§ **Job**
Could you write out the records below exactly as they appear?

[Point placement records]
+-------+
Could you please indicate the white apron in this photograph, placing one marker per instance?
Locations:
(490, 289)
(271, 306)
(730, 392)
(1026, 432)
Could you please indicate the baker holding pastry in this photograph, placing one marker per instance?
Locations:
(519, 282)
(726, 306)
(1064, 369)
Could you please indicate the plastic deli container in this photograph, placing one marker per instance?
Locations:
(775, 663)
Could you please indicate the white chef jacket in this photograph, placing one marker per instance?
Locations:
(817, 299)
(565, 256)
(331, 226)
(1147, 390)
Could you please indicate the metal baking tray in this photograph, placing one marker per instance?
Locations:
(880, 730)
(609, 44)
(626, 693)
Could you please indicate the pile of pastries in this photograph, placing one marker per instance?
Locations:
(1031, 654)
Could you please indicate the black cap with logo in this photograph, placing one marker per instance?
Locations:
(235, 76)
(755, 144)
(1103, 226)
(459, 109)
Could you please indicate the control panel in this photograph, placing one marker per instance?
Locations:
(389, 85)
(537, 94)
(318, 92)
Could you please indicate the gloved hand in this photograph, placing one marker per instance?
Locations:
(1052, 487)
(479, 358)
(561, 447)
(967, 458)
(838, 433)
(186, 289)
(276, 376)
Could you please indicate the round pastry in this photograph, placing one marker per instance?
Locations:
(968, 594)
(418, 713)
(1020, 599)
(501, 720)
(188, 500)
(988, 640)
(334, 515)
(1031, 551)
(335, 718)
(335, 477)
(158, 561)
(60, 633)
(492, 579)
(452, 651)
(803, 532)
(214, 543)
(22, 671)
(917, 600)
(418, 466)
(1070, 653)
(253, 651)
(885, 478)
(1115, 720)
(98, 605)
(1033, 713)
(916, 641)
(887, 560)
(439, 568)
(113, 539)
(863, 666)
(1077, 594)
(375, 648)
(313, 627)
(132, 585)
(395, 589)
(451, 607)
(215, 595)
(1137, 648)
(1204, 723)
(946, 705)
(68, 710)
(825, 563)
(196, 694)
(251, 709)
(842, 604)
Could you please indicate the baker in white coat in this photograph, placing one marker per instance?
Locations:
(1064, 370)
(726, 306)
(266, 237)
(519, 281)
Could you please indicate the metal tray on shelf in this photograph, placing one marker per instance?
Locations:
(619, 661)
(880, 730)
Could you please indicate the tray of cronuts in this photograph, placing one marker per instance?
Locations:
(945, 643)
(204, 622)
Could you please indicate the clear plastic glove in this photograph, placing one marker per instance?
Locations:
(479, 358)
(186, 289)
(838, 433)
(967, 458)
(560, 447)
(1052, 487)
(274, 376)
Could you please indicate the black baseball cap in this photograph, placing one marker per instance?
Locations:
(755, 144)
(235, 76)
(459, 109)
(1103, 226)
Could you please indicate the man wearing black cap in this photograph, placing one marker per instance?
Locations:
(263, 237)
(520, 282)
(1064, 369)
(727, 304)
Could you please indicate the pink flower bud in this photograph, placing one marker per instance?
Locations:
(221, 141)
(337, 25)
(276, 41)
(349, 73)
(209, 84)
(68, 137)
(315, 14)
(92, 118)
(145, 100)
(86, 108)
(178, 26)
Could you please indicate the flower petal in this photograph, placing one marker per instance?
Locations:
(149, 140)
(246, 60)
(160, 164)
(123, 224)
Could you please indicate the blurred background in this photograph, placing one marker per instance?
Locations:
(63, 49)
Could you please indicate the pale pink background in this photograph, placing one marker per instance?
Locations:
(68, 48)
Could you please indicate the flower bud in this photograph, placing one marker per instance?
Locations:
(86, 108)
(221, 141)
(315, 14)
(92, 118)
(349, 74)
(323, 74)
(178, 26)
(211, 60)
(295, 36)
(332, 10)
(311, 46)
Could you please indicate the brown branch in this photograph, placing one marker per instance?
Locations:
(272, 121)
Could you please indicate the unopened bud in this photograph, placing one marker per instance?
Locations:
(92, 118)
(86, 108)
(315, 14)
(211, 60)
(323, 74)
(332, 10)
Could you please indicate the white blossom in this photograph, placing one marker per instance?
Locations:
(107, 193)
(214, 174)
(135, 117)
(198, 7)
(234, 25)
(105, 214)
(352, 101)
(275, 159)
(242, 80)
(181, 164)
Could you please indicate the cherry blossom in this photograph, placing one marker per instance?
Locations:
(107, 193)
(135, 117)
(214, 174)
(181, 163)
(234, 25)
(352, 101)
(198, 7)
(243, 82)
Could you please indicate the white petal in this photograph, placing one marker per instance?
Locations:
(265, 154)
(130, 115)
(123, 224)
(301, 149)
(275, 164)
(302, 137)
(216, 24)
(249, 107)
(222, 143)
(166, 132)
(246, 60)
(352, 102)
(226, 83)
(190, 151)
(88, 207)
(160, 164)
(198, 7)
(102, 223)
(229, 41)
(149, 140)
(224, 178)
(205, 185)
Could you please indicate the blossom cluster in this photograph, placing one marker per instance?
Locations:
+-------+
§ **Complete output**
Could you please indicate the white apron in this photograph, placing one marker per instance?
Locations:
(490, 289)
(271, 306)
(730, 392)
(1026, 432)
Could you please indicate the baker holding pastry in this photograph, placing one marker per instance?
Locations:
(519, 282)
(726, 306)
(1064, 369)
Could you please indicate the plastic deli container in this photograph, placing one marker per instance?
Locations:
(775, 663)
Could you please indicate the white chef jacket in this photograph, placing one marker per instance?
Locations:
(817, 299)
(565, 256)
(331, 226)
(1147, 390)
Could you please indicate the metal baking tray in this photograph, placing one marker per instance?
Locations:
(880, 730)
(609, 44)
(626, 693)
Could you please indicate the pile of pastries in this photograph, placing one marker per instance?
Locations:
(1031, 654)
Could you please indicate the black cap with logo in this photograph, placing one marker per instance?
Locations:
(235, 76)
(755, 144)
(1103, 226)
(459, 109)
Could you please indicate the control panel in this photograph, placing one marker per instance?
Locations:
(389, 85)
(537, 94)
(318, 92)
Could you please indicate the gloved hand in this photograph, placing one marker per instance?
Locations:
(1052, 487)
(479, 358)
(561, 447)
(967, 458)
(838, 433)
(186, 289)
(276, 376)
Could you please indicate the round pastry in this photograph, placing one marker per instance?
Locations:
(968, 594)
(418, 713)
(1020, 599)
(501, 720)
(188, 500)
(988, 640)
(334, 515)
(1031, 551)
(335, 718)
(335, 477)
(158, 561)
(60, 633)
(492, 579)
(452, 651)
(803, 532)
(214, 543)
(22, 671)
(917, 600)
(418, 466)
(1070, 653)
(253, 651)
(885, 478)
(1115, 720)
(98, 605)
(1033, 713)
(916, 641)
(887, 560)
(439, 568)
(113, 539)
(863, 666)
(1077, 594)
(375, 648)
(313, 627)
(132, 585)
(395, 589)
(451, 607)
(215, 595)
(1137, 648)
(1204, 723)
(946, 705)
(68, 710)
(825, 563)
(196, 694)
(251, 709)
(842, 604)
Could you please indicate the baker in white coat in this photograph, placing one marker per instance?
Locations:
(1064, 370)
(726, 306)
(266, 237)
(519, 281)
Could you please indicate the metal tray on shelf in this photograph, placing one marker per instance?
Locations:
(619, 661)
(880, 730)
Could you please indicate the tray of cronuts in this photograph, placing one marker per instance?
Locations:
(945, 643)
(204, 622)
Could you please indicate the clear plastic glove in this photograph, placing one marker per instance?
Locations:
(479, 358)
(186, 289)
(838, 433)
(967, 458)
(560, 447)
(1052, 487)
(274, 376)
Could you please indicate the black baseball cap in this photograph, placing one marker per instance?
Locations:
(755, 144)
(235, 76)
(459, 109)
(1103, 226)
Could you please indicate the man wearing black cap in this photograph, placing one marker per instance?
Locations:
(263, 237)
(520, 282)
(1064, 369)
(727, 304)
Could you please indicate the pink flower bud in this photograph, placing one marker per instance?
Locations:
(221, 141)
(337, 25)
(276, 41)
(349, 73)
(209, 84)
(68, 137)
(315, 14)
(92, 118)
(145, 100)
(86, 108)
(178, 26)
Could you please indicate the flower petal in this photograph, placing one marker per instance?
Locations:
(149, 140)
(246, 60)
(160, 164)
(123, 224)
Could you please indicate the blurred background in this photograph, placing one marker per instance?
Locations:
(63, 49)
Could you please indicate the pale pink background in this photograph, placing one marker per instance?
Locations:
(68, 48)
Could you please indicate the flower bud in this photograph, placing one marker per instance?
Locations:
(86, 108)
(221, 141)
(315, 14)
(92, 118)
(349, 74)
(323, 74)
(178, 26)
(211, 60)
(295, 36)
(332, 10)
(311, 46)
Could you please indicate the brown branch in this photograph, placing one marker per instance?
Locations:
(272, 121)
Could you please indicate the unopened bud in this photograph, placing one marker per instance?
Locations:
(92, 118)
(86, 108)
(315, 14)
(211, 60)
(323, 74)
(332, 10)
Could you please indicate the white blossom in this photograph, placing one marker per instance?
Locations:
(107, 193)
(214, 174)
(135, 117)
(198, 7)
(234, 25)
(105, 214)
(352, 101)
(275, 159)
(242, 80)
(181, 164)
Could you please indicate the cherry blossom in this photograph, placing one marker per instance?
Locations:
(107, 193)
(135, 117)
(214, 174)
(181, 163)
(234, 25)
(352, 101)
(198, 7)
(243, 82)
Could you please indicate the white petal in this photograph, placing one marker per instance?
Locations:
(265, 154)
(130, 115)
(123, 224)
(301, 149)
(275, 164)
(302, 137)
(216, 24)
(249, 107)
(222, 143)
(166, 132)
(246, 60)
(352, 102)
(226, 83)
(190, 151)
(88, 207)
(160, 164)
(198, 7)
(102, 223)
(229, 41)
(149, 140)
(224, 178)
(205, 185)
Could you please indicate the blossom cluster in this photograph, placing one marker per instance?
Locations:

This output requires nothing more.